A couple years ago, I finished my college degree. Normally, I hesitate to share more information. Because when I tell people I majored in English their reaction consists of one of three things: a) either they instantly think of the last book they read and then decide that if since I haven’t read it I am somewhat of a cretin and my education must not be valid (“where’d you go to school again?”), b) they tell me it is imperative that I read said book, it will change my life and c) they ask how long I’ve been working at Starbucks.

Now, rest assured, this is not another rant about “how I’m under appreciated” and “why English majors should get paid more” although I am and we should. But rather, I want to make the terrifically under-spoken point that you should all read more fiction than you do and you should certainly read more than the novel you’re currently recommending.

Now, there are scientifically proven social benefits for picking up a good novel (such as not sounding like an idiot when your boss references Melville or preventing you from telling an English major that they need to read Twilight) but those aren’t my focus today. Instead, I want to point out why you should read fiction, not just for fun, nor relaxation, social awareness or because the cute girl on the other side off the coffee shop happens to love Steinbeck. Rather, you should read fiction because your soul depends on it.

* [Material]:
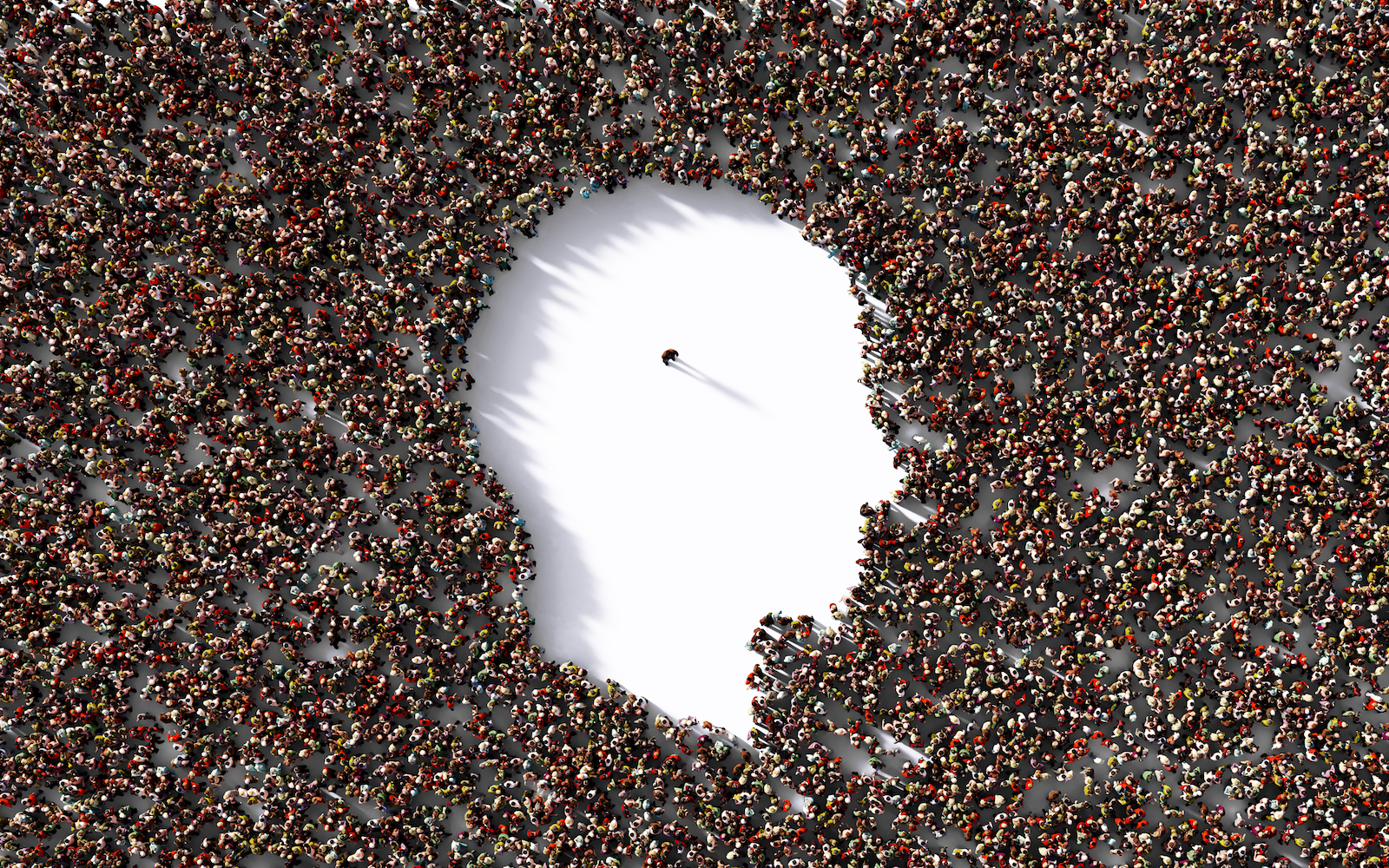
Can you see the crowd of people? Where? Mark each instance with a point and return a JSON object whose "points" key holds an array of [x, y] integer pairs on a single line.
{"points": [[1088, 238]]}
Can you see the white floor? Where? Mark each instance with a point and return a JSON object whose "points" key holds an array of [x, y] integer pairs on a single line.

* [Given task 1]:
In the essay on reading fiction, list every reaction the writer says people have on learning about the English major.
* [Given task 2]:
Write what comes next in the essay on reading fiction, picking up after its final sentence.

* [Written response 1]:
- They think of the last book they read and, since the writer hasn't read it, decide the writer is somewhat of a cretin whose education must not be valid ("where'd you go to school again?").
- They say it is imperative that the writer read that book, because it will change the writer's life.
- They ask how long the writer has been working at Starbucks.

* [Written response 2]:
And I’m serious. Stop laughing.

To understand why fiction is important, we must first explore the concept of story. This is a notion that has been lost in our society. While no one today seems to think that “stories” have been abandoned, they have been, at the very least, abused. I say this because in an age of Twitter, Sparknotes and 30-second attention spans, our culture is suffering from intense story depravation. This is a vague notion to try and attach a statistic too, but in a recent poll, it was found that 42 percent of college graduates didn’t read another book after graduation. Furthermore, 80 percent of US families did not buy a book in the last year and of those who did take the great plunge and purchase one…57 percent of new or recently purchased books were not read to completion. Compare this to the number of people who access Twitter or update their Facebook status on a daily (or even hourly) basis, and you’ll see discontinuity. Its not because we don’t have time.

And to say that losing story would be a bad thing is an understatement. Whether you want to start with the epics of ancient Greece, which it is estimated were first written down in the 8th century BC (although they were an oral tradition for centuries before that), or cave drawings from the Aurignacian period in Spain dating back 40,000 years ago, we can all agree that story is nothing new. The art of storytelling has been cherished, taught and valued since the dawn of time.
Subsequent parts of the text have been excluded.